(Beginning of The input)

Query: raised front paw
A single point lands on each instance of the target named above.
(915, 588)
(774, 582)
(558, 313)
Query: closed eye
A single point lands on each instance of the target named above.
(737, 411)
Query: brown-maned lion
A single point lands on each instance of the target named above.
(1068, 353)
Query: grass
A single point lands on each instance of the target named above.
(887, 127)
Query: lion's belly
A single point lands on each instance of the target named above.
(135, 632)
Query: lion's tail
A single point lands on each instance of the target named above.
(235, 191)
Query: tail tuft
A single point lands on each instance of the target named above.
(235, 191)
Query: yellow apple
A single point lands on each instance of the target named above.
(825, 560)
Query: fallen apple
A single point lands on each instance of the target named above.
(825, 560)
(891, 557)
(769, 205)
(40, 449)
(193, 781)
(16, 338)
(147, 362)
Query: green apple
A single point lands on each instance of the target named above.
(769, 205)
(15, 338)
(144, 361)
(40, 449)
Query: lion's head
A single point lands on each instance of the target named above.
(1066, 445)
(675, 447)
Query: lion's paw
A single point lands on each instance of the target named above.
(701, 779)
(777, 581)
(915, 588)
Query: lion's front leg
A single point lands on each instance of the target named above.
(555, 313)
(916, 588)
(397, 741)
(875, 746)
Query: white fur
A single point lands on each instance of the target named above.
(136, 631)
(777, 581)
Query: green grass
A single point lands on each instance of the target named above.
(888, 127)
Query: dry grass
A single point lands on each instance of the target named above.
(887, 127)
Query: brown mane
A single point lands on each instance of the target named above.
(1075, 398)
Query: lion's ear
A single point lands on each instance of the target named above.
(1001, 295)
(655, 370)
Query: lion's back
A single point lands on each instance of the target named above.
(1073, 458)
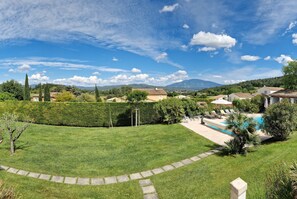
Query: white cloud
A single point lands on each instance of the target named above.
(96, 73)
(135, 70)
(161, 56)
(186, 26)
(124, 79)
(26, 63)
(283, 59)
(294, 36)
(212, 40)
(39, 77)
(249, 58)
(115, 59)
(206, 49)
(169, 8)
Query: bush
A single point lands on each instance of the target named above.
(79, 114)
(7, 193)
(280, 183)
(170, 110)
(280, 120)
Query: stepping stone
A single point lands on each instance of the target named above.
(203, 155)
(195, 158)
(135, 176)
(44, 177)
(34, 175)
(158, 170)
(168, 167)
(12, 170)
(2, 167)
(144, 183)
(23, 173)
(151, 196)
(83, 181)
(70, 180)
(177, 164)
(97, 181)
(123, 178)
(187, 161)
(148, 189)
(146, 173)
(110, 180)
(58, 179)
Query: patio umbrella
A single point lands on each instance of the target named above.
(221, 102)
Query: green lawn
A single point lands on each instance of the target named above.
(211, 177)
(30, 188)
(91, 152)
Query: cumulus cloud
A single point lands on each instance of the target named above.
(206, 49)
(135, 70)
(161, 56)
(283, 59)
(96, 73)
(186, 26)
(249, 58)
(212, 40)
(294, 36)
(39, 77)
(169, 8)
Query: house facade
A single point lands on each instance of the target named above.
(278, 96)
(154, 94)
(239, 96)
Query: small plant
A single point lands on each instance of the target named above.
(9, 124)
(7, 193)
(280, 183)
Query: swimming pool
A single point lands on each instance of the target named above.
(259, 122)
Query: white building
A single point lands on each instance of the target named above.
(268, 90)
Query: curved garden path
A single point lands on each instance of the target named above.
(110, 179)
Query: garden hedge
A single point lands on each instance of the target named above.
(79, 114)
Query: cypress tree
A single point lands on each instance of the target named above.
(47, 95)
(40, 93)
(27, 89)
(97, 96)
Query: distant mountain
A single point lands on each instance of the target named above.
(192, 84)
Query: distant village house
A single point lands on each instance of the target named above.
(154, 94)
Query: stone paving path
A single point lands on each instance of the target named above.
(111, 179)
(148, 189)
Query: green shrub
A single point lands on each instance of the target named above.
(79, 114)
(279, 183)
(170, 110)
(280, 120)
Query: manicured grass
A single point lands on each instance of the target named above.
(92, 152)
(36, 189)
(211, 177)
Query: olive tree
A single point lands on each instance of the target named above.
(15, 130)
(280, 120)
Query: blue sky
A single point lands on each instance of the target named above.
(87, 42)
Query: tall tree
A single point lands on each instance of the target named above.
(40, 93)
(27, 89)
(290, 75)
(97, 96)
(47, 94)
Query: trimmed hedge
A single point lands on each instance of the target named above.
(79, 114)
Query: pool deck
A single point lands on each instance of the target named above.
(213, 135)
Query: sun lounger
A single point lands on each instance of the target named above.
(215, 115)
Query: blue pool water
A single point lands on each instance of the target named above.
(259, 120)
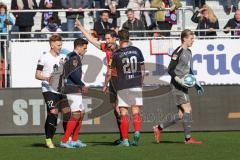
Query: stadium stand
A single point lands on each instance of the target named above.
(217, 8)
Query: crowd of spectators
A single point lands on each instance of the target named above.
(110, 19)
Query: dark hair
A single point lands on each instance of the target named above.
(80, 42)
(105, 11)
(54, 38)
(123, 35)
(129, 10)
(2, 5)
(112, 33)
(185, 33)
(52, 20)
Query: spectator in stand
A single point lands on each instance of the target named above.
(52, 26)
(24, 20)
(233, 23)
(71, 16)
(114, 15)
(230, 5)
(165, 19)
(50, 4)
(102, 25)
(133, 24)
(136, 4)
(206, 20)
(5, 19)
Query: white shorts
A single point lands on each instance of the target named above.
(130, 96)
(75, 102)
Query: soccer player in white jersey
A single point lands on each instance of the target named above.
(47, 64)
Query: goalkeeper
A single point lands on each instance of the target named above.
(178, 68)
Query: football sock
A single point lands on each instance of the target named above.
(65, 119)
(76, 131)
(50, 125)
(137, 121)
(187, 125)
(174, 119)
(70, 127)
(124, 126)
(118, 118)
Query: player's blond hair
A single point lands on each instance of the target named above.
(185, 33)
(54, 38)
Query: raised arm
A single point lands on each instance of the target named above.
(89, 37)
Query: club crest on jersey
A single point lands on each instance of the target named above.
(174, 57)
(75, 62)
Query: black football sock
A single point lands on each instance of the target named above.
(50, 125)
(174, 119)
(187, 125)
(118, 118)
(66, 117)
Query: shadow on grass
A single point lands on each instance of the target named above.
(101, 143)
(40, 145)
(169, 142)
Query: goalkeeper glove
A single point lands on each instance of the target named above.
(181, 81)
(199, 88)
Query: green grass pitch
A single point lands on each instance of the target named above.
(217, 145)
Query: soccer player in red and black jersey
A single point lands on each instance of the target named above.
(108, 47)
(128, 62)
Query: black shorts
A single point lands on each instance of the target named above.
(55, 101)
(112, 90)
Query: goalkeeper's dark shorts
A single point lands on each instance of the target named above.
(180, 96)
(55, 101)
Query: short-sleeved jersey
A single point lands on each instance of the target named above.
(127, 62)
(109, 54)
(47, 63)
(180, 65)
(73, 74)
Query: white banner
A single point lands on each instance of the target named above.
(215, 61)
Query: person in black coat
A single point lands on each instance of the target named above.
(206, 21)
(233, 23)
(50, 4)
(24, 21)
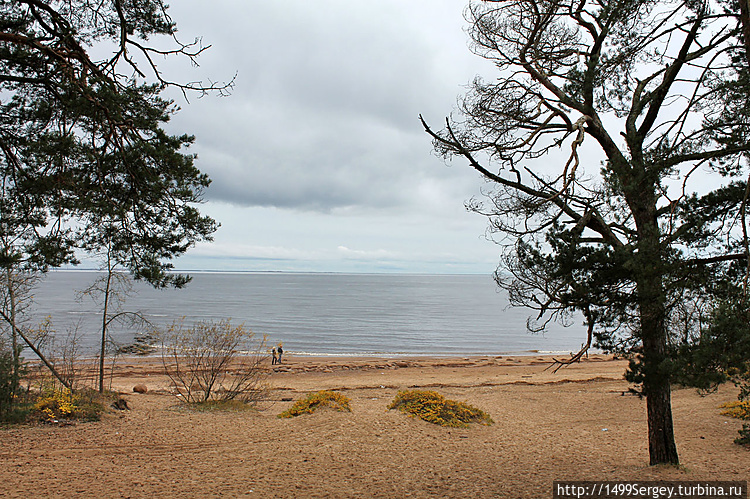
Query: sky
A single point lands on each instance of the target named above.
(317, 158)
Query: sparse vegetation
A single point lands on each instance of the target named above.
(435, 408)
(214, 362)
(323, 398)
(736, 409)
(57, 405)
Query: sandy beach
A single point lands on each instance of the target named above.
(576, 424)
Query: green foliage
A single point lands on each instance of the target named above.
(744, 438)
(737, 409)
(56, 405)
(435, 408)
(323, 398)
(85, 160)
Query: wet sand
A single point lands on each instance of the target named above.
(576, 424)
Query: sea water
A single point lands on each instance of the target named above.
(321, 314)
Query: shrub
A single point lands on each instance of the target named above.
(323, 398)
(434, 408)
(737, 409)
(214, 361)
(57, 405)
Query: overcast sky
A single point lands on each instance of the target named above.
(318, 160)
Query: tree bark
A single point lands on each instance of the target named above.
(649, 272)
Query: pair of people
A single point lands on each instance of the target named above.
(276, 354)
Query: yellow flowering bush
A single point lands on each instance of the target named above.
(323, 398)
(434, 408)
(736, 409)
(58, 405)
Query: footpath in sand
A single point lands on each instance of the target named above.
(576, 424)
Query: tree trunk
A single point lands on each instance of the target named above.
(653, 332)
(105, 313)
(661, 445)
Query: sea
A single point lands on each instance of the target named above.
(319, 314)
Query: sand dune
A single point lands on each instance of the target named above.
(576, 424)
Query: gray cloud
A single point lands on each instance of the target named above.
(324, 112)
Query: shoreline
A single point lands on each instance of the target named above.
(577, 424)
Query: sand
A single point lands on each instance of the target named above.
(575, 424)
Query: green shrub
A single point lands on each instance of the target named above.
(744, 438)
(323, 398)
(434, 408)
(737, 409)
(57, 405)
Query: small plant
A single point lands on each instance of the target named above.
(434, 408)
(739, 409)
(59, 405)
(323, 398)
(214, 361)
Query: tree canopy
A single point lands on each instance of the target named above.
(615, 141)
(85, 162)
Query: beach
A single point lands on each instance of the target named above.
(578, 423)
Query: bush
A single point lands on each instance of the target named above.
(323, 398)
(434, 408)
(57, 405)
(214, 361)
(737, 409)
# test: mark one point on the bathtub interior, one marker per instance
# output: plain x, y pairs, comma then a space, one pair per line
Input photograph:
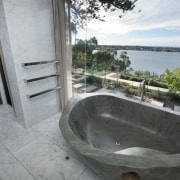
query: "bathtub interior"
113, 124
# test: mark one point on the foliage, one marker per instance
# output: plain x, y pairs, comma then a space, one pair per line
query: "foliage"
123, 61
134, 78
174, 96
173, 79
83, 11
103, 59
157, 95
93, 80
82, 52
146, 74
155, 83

(End of The input)
(Beginning of The input)

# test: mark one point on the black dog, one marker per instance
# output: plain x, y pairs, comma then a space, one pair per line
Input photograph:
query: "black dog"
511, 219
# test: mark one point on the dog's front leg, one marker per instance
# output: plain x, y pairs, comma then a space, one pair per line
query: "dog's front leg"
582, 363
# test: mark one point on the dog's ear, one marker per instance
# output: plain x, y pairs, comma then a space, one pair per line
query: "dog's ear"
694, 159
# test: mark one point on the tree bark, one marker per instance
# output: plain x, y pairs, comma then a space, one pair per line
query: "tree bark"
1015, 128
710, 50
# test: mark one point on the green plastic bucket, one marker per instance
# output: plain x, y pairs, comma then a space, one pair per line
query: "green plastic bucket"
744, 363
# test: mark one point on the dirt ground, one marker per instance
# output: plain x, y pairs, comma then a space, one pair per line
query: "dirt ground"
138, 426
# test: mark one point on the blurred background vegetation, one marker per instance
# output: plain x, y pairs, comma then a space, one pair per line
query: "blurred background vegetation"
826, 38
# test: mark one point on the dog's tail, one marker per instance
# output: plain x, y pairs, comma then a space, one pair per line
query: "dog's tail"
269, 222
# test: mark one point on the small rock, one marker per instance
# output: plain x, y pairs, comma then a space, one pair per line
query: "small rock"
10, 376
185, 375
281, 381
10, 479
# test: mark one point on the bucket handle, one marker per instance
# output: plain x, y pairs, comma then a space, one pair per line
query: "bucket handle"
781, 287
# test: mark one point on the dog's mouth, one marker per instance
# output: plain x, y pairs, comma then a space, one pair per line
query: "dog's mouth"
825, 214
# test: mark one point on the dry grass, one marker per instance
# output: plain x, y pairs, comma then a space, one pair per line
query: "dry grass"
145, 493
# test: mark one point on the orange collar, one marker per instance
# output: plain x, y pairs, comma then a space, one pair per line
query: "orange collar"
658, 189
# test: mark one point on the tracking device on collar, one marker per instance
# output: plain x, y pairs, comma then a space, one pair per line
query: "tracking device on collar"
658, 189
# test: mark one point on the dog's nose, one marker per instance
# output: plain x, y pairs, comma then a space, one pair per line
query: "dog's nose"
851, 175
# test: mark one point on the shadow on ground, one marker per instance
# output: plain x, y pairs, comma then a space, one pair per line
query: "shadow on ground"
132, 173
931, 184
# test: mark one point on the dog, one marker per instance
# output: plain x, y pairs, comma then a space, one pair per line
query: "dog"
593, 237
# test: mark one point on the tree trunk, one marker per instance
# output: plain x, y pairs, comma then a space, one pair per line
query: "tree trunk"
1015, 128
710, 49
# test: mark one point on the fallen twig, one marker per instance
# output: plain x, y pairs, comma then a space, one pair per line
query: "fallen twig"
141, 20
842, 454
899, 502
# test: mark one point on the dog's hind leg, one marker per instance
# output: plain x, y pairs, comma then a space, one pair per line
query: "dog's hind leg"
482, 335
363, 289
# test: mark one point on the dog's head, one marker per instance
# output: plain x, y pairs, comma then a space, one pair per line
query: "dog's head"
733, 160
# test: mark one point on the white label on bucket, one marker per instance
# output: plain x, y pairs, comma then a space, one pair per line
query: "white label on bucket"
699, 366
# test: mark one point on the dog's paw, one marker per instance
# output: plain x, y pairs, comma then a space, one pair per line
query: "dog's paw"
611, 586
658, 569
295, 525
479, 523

(End of The input)

Go through the entries above and count the lines containing "water". Give the number only.

2